◆ What to do ◆
Below is a listing; reproduce each line of it exactly.
* Begin Information given *
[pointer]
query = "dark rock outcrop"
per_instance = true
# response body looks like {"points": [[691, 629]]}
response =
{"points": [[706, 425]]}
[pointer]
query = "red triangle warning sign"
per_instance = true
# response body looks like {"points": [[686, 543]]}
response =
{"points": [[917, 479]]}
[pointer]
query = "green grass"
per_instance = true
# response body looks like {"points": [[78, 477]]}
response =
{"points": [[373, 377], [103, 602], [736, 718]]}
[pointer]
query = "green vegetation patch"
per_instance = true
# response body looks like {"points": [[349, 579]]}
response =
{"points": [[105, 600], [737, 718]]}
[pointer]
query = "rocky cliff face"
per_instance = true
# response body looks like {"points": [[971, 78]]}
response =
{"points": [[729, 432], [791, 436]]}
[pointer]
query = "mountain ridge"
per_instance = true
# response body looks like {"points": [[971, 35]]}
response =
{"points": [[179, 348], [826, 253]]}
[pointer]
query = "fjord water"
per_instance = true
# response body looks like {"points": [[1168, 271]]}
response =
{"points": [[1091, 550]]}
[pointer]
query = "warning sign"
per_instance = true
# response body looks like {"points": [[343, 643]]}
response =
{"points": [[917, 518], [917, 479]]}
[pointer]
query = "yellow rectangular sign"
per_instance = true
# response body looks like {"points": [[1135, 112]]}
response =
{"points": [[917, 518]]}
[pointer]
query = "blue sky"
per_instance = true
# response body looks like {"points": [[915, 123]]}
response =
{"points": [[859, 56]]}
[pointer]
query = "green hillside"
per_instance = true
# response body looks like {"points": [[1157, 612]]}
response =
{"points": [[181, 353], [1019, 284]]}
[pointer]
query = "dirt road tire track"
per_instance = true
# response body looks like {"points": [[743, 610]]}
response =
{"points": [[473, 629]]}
* End Information given *
◆ Exercise solution ◆
[pointer]
query = "dark rock outcrop"
per_instance = true
# response body looks like {"points": [[691, 629]]}
response =
{"points": [[706, 425]]}
[pointer]
query = "red triangle warning sign"
per_instance = true
# response body looks like {"points": [[686, 543]]}
response =
{"points": [[917, 479]]}
[pointer]
query = "green grass"
per_instance = true
# response body looks like {"points": [[78, 477]]}
response =
{"points": [[373, 377], [103, 602], [736, 718]]}
[pointer]
query = "green vegetation patch"
per_instance = true
# response body looks like {"points": [[349, 579]]}
response =
{"points": [[105, 600], [737, 718]]}
[pointer]
query = "rocky cliff face"
per_instance = true
# response body looks like {"points": [[971, 78]]}
response =
{"points": [[729, 432], [791, 436]]}
[pointer]
query = "mountain ridge"
per_instance = true
# response body looks like {"points": [[971, 35]]}
response =
{"points": [[179, 348], [826, 253]]}
[pointer]
query = "fjord water"
per_instance = true
# response body looks like {"points": [[1168, 271]]}
response =
{"points": [[1091, 550]]}
[pointer]
query = "warning sign"
per_instance = true
# response body looks like {"points": [[343, 643]]}
response =
{"points": [[917, 518], [917, 479]]}
[pointer]
query = "yellow rectangular sign"
per_instance = true
# response body looks like {"points": [[1135, 112]]}
response =
{"points": [[917, 518]]}
[pointer]
query = "blue sky"
per_instance = true
# response body looks like {"points": [[915, 123]]}
response =
{"points": [[859, 56]]}
[pointer]
query = "green hillside"
per_instance = true
# response body looks like {"points": [[1157, 612]]}
response =
{"points": [[181, 353], [1019, 284]]}
[pointer]
query = "dirt road tire track"
per_instance = true
# response body looks like {"points": [[743, 610]]}
response =
{"points": [[473, 629]]}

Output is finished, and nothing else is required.